**EXTRAIT SOURCE**
La laïcité prend des formes trop diverses en France pour que l’on puisse s’étonner qu’en dehors de nos frontières, elle se soit adaptée à d’autres spécificités nationales. Sur le continent africain, et d’abord dans sa partie subsaharienne, le rapport pluriséculaire à la religion est fort différent de celui qu’a connu l’Europe latine avec, pour cette dernière et sur plus d’un millénaire, la présence d’un catholicisme très cohérent, soumis à une autorité extérieure, celle de la papauté et imposant une stratégie très centralisée de contrôle des esprits. En Afrique, des cultes ancestraux, très différents d’une ethnie à l’autre, répondant cependant à un certain nombre de principes communs, ont montré leur résilience et bénéficient d’une forte adhésion de toutes les populations3. Ils coexistent avec un islam et un christianisme venus de l’extérieur et qui présentent des particularismes adaptés à ce continent. Pour n’évoquer qu’un aspect, les deux religions du livre y prennent une forme plus tolérante avec une acceptation plus aisée des opinions dissidentes. Il nous semble qu’il y a là un acquis à préserver, en refusant que s’installe un intégrisme venu d’ailleurs, ni qu’il influence quelque communauté confessionnelle de ce soit (Chrétien, 1993).

**EXERCICE COURT 1**
Recopiez à l'identique toutes les lignes du bloc 1 ci-dessous, sans y inclure l'image.

**LIGNES FOURNIES**
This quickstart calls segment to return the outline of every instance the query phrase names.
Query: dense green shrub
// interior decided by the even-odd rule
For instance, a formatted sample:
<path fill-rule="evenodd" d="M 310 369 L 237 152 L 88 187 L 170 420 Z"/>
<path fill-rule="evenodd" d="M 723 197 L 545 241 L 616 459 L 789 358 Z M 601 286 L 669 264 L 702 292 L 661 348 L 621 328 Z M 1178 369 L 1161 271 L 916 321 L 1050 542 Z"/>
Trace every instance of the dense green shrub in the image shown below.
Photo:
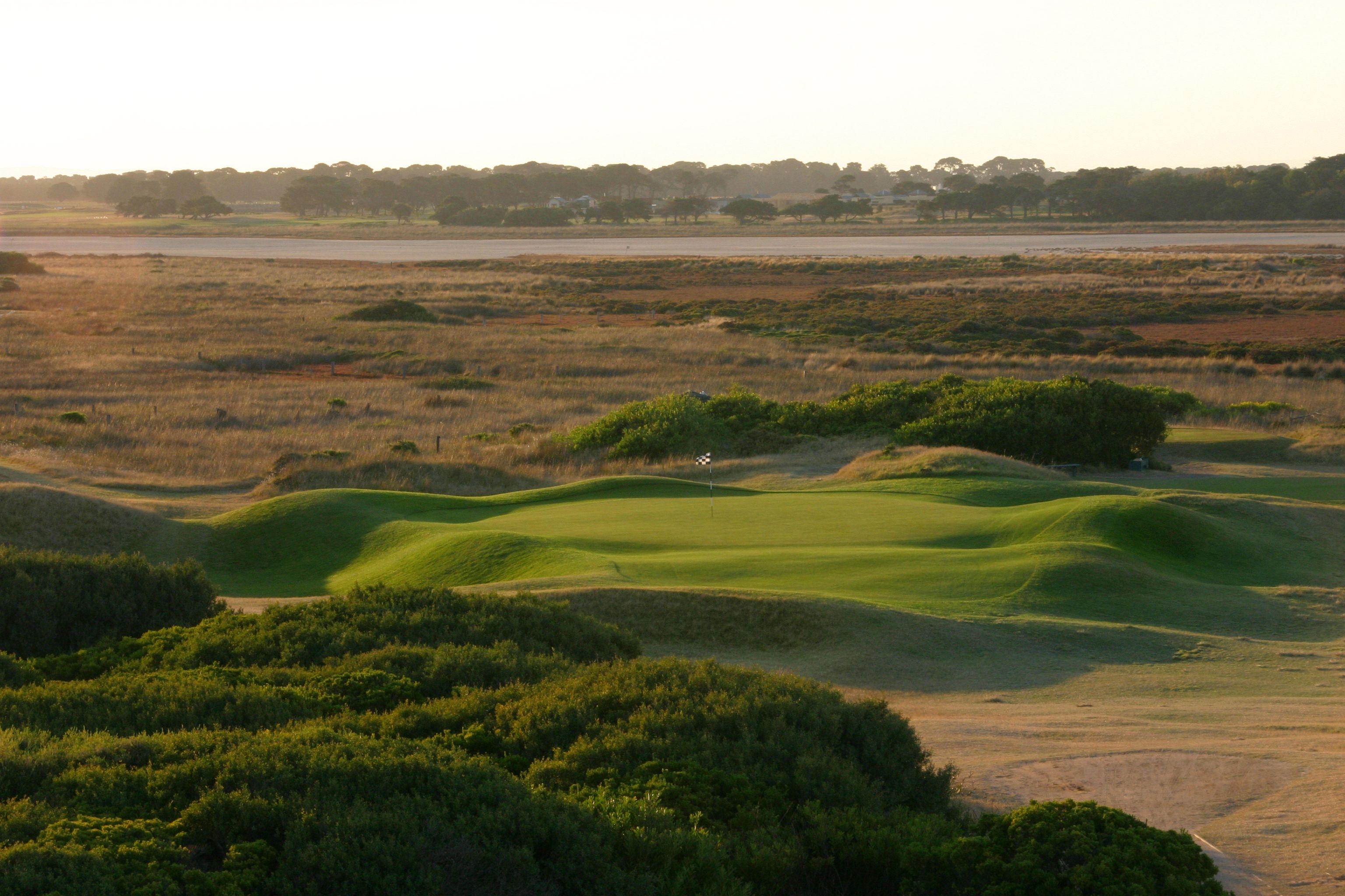
<path fill-rule="evenodd" d="M 958 445 L 1034 463 L 1124 466 L 1167 434 L 1147 392 L 1111 380 L 998 377 L 944 388 L 929 414 L 897 430 L 904 445 Z"/>
<path fill-rule="evenodd" d="M 1024 461 L 1124 465 L 1166 434 L 1166 416 L 1200 402 L 1188 392 L 1065 376 L 985 382 L 942 376 L 855 386 L 824 404 L 779 403 L 745 390 L 709 400 L 631 402 L 565 438 L 574 450 L 658 459 L 706 450 L 760 454 L 803 437 L 892 434 L 908 445 L 958 445 Z"/>
<path fill-rule="evenodd" d="M 214 588 L 192 560 L 153 566 L 140 555 L 85 557 L 0 547 L 0 650 L 20 657 L 194 625 L 217 606 Z"/>
<path fill-rule="evenodd" d="M 1186 414 L 1200 414 L 1205 410 L 1205 403 L 1198 398 L 1190 392 L 1174 390 L 1170 386 L 1137 386 L 1135 388 L 1157 402 L 1163 416 L 1184 416 Z"/>
<path fill-rule="evenodd" d="M 434 313 L 417 302 L 404 298 L 389 298 L 385 302 L 360 305 L 352 312 L 338 314 L 342 321 L 409 321 L 413 324 L 433 324 Z"/>
<path fill-rule="evenodd" d="M 960 892 L 985 896 L 1215 896 L 1215 862 L 1189 834 L 1072 799 L 986 815 L 958 850 Z"/>
<path fill-rule="evenodd" d="M 558 602 L 378 587 L 0 654 L 0 892 L 1221 892 L 1114 810 L 964 819 L 880 701 L 635 653 Z"/>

**EXERCICE COURT 2**
Selon l'extrait sur la laïcité, quelle forme prennent les deux religions du livre sur le continent africain ?

**RÉPONSE COMPLÈTE 1**
This quickstart calls segment to return the outline of every instance the query phrase names.
Query: dense green shrub
// interior decided by the even-odd rule
For instance, a formatted sample:
<path fill-rule="evenodd" d="M 310 369 L 237 152 L 88 187 L 170 420 Z"/>
<path fill-rule="evenodd" d="M 723 197 L 545 241 L 616 459 L 789 358 Z M 601 286 L 669 264 L 702 292 L 661 348 L 621 328 Z M 1178 369 L 1161 271 L 916 321 L 1050 542 Z"/>
Trace every instance of the dense green shrub in the image shown below.
Photo:
<path fill-rule="evenodd" d="M 958 445 L 1034 463 L 1124 466 L 1167 434 L 1147 392 L 1111 380 L 998 377 L 944 388 L 929 414 L 897 430 L 904 445 Z"/>
<path fill-rule="evenodd" d="M 1024 461 L 1124 465 L 1166 434 L 1166 416 L 1200 402 L 1188 392 L 1065 376 L 985 382 L 942 376 L 855 386 L 824 404 L 779 403 L 745 390 L 709 400 L 631 402 L 565 438 L 574 450 L 658 459 L 706 450 L 760 454 L 803 437 L 892 434 L 908 445 L 958 445 Z"/>
<path fill-rule="evenodd" d="M 214 588 L 192 560 L 153 566 L 140 555 L 85 557 L 0 547 L 0 650 L 20 657 L 194 625 L 217 606 Z"/>
<path fill-rule="evenodd" d="M 1186 414 L 1200 414 L 1205 410 L 1205 403 L 1198 398 L 1190 392 L 1174 390 L 1170 386 L 1137 386 L 1135 388 L 1157 402 L 1163 416 L 1184 416 Z"/>
<path fill-rule="evenodd" d="M 434 313 L 417 302 L 404 298 L 389 298 L 385 302 L 360 305 L 352 312 L 338 314 L 342 321 L 409 321 L 413 324 L 433 324 Z"/>
<path fill-rule="evenodd" d="M 960 892 L 985 896 L 1215 896 L 1215 862 L 1189 834 L 1072 799 L 986 815 L 958 850 Z"/>
<path fill-rule="evenodd" d="M 558 602 L 378 587 L 0 654 L 0 892 L 1221 892 L 1114 810 L 964 819 L 880 701 L 635 653 Z"/>

**RÉPONSE COMPLÈTE 2**
Une forme plus tolérante, avec une acceptation plus aisée des opinions dissidentes.